Data excerpts

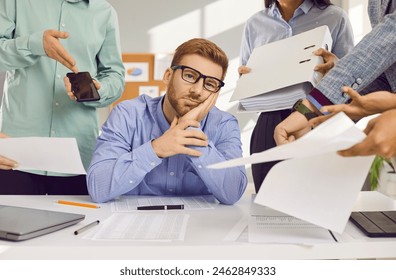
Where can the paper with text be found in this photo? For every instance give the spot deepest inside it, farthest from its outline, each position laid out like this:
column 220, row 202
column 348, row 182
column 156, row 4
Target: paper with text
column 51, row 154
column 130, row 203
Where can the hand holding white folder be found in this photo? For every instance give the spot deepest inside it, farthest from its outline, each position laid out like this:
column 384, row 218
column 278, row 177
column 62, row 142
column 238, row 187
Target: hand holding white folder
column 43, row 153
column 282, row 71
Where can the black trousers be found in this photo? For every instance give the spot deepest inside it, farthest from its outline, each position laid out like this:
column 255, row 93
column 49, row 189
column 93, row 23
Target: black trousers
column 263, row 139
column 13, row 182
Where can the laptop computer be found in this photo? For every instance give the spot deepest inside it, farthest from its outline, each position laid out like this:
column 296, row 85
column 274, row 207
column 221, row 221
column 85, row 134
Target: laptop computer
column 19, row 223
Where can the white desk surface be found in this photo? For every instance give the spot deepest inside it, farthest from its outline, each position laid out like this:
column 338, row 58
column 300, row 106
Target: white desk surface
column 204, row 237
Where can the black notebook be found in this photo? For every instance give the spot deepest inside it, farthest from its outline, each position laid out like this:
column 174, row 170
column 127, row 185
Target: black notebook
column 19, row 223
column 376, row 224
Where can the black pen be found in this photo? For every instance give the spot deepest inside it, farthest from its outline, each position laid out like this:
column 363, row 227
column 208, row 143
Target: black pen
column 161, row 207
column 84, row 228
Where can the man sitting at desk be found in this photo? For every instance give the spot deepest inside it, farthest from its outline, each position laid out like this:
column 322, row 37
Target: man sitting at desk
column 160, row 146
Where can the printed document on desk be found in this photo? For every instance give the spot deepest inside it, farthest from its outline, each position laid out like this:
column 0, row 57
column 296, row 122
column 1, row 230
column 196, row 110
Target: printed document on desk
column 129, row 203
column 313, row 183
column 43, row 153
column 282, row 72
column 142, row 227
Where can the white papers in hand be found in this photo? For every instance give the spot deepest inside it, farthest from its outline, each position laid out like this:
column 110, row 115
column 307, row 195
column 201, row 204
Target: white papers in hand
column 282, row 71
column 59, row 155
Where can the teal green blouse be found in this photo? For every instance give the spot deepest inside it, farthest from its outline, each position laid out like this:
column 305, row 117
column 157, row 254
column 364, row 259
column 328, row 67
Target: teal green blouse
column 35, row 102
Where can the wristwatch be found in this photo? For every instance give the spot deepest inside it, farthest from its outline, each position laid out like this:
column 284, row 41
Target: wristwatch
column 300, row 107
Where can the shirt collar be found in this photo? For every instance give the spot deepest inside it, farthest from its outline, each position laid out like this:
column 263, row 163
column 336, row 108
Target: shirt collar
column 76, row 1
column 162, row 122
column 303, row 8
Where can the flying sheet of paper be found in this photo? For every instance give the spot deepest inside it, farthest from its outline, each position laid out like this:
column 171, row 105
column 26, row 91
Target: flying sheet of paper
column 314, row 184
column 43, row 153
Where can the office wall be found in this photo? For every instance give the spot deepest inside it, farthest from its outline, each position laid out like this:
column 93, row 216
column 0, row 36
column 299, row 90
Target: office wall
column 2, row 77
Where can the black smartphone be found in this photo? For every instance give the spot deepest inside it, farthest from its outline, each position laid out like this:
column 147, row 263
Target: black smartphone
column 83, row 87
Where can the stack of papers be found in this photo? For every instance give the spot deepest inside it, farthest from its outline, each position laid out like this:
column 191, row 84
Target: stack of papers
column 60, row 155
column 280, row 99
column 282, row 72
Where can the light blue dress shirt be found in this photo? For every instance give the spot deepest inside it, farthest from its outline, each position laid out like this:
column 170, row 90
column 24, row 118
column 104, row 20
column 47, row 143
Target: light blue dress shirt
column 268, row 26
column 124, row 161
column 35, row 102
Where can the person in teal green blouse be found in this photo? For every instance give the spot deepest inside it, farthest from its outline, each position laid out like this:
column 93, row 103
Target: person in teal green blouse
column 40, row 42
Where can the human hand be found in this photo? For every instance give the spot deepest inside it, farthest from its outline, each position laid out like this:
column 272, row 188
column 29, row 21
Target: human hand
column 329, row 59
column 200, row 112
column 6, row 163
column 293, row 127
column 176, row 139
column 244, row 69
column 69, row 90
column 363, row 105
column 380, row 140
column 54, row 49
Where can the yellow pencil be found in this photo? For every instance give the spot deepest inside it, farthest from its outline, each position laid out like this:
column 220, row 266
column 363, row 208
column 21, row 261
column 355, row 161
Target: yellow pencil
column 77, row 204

* * *

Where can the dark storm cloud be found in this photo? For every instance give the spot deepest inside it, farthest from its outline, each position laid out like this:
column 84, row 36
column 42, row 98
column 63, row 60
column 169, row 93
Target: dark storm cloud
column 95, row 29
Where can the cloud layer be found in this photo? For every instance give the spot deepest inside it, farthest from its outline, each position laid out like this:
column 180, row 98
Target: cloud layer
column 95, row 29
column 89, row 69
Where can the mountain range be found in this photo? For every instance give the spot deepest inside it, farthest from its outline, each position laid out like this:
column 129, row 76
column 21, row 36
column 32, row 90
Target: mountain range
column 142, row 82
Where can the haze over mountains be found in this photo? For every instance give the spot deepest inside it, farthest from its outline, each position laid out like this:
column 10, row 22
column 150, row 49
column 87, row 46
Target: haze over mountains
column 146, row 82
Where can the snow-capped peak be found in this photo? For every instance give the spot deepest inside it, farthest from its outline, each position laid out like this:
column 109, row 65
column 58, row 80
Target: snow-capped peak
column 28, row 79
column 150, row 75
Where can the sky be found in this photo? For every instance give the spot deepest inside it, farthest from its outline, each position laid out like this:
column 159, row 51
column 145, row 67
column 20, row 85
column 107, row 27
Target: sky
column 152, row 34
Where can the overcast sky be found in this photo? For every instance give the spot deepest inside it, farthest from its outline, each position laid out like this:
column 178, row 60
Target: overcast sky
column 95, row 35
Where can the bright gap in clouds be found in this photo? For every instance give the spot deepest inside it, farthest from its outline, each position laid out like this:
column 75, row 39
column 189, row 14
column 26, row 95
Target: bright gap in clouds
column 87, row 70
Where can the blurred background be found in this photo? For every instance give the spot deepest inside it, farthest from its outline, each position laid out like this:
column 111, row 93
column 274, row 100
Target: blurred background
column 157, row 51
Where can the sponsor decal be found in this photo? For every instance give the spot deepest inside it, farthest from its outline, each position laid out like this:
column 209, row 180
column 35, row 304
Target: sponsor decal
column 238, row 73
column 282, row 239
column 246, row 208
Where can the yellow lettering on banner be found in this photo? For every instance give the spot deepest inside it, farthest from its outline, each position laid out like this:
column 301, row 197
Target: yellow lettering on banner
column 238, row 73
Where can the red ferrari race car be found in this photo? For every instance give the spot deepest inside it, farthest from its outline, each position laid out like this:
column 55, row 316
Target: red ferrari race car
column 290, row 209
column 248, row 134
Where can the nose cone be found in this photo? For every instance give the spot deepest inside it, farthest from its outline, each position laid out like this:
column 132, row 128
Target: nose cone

[Exercise description]: Go to the line with "Where can the red" in the entries above and repeat every line from there through the line with "Target: nose cone", exactly and with no other text.

[Exercise result]:
Where can the red ferrari race car be found in this photo? For every instance give the spot deepest inside it, farthest from its outline, each position laid out like this:
column 55, row 316
Target: red ferrari race car
column 290, row 209
column 248, row 134
Where can the nose cone be found in this photo? For every instance give the spot deepest inside it, farthest from its outline, each position laid out like this:
column 132, row 128
Target: nose cone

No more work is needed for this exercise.